• **The request**: Pick out every line in the items below that contains the word "glass", and copy each of those lines.

• **Material for the task**:
----
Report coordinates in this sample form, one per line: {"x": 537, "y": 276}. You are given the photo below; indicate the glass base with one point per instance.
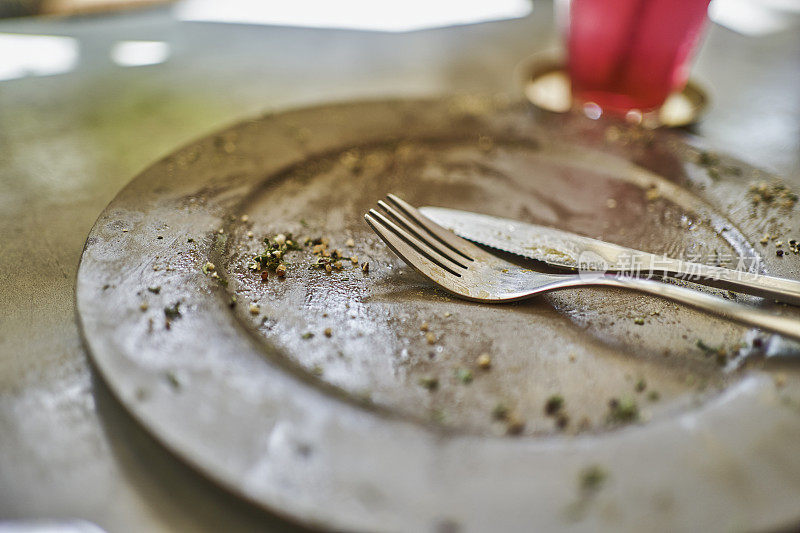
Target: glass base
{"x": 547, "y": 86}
----
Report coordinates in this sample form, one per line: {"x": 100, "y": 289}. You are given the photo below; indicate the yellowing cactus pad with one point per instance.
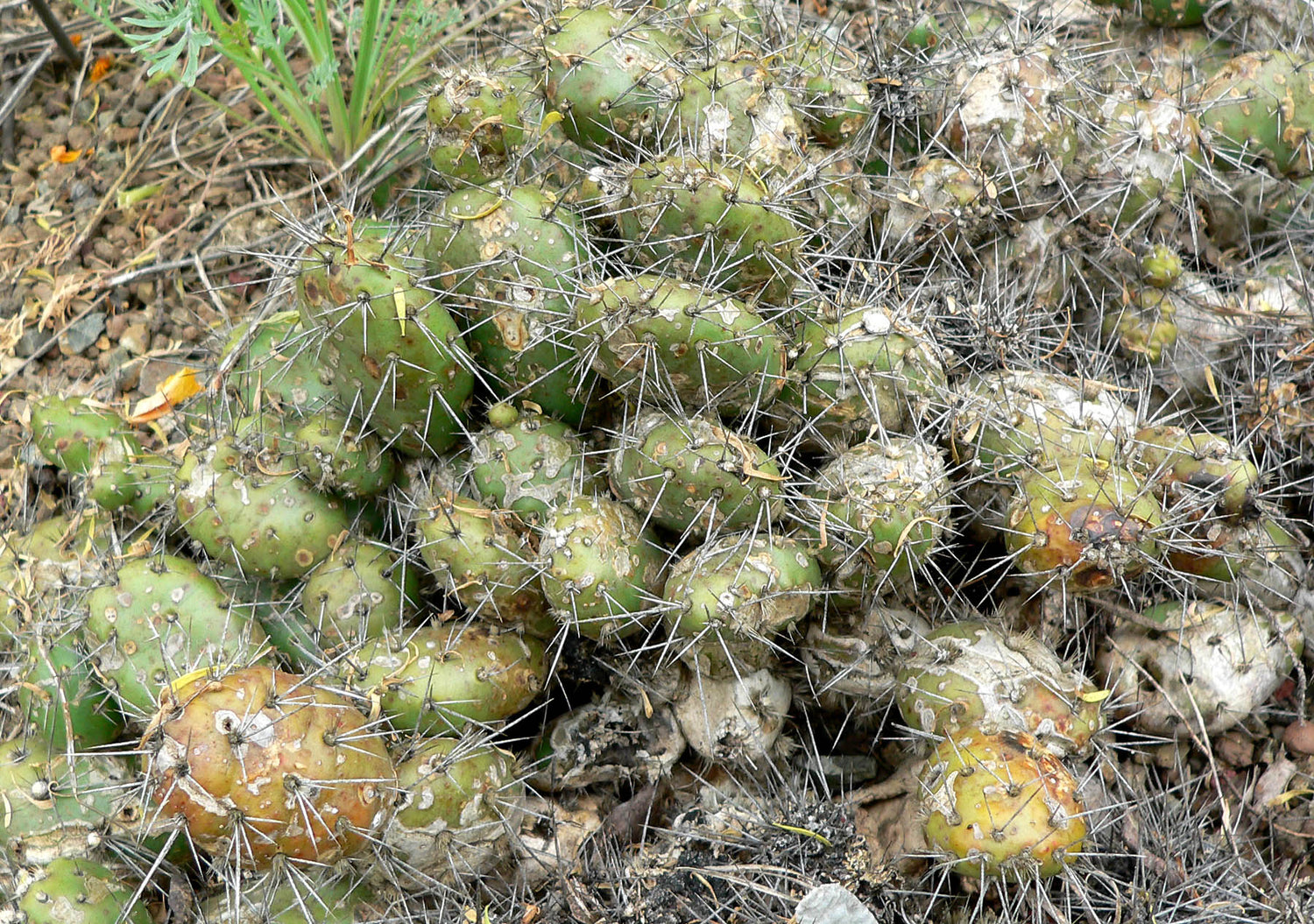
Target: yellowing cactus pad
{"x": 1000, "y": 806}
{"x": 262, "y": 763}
----
• **Result**:
Report coordinates in this sample form, one per line: {"x": 537, "y": 276}. You are given the photo below; indicate the glass base with one point per instance.
Target: glass base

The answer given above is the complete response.